* _RECORD SET_:
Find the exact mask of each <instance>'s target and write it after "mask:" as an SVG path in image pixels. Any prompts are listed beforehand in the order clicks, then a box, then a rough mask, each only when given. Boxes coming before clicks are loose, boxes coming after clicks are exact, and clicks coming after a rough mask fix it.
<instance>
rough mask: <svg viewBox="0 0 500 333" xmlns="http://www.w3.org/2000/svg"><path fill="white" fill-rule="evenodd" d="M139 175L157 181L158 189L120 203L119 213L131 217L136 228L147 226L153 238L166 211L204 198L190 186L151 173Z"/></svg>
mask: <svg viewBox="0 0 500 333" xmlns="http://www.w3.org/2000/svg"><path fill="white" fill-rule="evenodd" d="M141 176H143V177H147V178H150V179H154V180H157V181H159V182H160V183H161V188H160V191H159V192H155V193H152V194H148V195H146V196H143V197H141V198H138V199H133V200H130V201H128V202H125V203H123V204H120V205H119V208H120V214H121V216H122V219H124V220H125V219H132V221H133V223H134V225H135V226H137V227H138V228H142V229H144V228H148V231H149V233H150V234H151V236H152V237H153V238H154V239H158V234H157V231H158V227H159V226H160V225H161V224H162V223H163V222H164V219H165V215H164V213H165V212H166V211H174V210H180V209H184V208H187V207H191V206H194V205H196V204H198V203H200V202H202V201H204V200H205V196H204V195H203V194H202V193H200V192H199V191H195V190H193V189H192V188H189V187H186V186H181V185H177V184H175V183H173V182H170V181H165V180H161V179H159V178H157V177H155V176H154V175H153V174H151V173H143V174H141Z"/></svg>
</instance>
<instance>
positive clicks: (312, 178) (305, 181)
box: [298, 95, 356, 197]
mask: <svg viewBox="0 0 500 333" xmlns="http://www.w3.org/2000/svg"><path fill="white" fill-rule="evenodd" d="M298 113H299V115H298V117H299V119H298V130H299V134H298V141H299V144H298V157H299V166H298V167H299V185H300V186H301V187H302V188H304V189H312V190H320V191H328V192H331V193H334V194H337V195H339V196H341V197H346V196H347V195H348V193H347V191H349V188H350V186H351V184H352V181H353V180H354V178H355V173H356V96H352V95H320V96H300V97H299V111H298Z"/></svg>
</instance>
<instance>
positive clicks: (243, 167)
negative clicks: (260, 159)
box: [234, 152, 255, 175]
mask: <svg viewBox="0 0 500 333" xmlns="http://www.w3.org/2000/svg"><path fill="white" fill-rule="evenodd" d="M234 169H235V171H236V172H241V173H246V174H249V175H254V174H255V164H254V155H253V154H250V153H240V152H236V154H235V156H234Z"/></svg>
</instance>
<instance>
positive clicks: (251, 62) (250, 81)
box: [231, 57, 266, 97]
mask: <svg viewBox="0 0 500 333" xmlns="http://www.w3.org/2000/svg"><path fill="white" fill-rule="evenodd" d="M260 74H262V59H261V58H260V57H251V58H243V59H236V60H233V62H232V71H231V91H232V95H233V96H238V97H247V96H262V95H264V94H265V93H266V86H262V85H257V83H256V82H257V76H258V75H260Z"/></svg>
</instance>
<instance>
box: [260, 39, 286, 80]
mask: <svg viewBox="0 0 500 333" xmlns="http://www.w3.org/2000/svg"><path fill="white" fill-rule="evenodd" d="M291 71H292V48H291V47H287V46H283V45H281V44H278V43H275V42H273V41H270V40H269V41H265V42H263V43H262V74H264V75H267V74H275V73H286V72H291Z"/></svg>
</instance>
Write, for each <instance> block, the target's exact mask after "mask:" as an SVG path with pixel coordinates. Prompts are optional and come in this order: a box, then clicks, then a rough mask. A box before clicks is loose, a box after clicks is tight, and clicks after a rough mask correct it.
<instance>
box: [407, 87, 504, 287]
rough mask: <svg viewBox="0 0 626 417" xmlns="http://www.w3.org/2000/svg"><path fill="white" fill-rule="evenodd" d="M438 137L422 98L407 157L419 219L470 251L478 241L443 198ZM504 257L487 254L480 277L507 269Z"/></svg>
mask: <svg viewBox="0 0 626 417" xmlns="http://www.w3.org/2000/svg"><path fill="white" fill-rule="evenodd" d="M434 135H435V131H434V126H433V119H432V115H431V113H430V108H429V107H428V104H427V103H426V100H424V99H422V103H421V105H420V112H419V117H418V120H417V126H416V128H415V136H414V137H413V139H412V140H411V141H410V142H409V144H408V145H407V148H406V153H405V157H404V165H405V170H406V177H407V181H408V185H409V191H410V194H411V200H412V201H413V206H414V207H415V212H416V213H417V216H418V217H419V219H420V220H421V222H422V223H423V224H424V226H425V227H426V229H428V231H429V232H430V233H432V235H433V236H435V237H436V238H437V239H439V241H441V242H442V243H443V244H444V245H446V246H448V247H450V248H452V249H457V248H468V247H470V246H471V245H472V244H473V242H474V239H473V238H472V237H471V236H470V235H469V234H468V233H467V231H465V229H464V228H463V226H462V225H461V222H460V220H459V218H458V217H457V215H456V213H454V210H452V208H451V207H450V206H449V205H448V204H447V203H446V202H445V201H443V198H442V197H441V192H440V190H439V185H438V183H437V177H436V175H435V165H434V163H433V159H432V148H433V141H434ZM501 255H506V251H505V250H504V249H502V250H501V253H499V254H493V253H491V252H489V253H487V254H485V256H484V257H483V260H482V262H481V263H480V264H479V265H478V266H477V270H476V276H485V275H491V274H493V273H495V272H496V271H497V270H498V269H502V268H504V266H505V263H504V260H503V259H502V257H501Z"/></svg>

* _WHAT THIS TASK INVOLVES_:
Find every line in the records that uses the string "exact", then copy it.

* _REPLY_:
Find the exact mask of each <instance>'s target and write it after "mask:" as an SVG path in image pixels. Any prompts are listed beforehand in the order clicks, then a box, then a rough mask, each only when given. Boxes coming before clicks are loose, boxes coming after clicks are exact, and clicks coming after a rough mask fix it.
Write, for each <instance> block, the target's exact mask after "mask:" as an SVG path with pixel coordinates. Prompts are optional and come in this order: a box, then clicks, then a rough mask. A box before clicks is loose, a box after clicks is tight, and clicks after a rough mask correct it.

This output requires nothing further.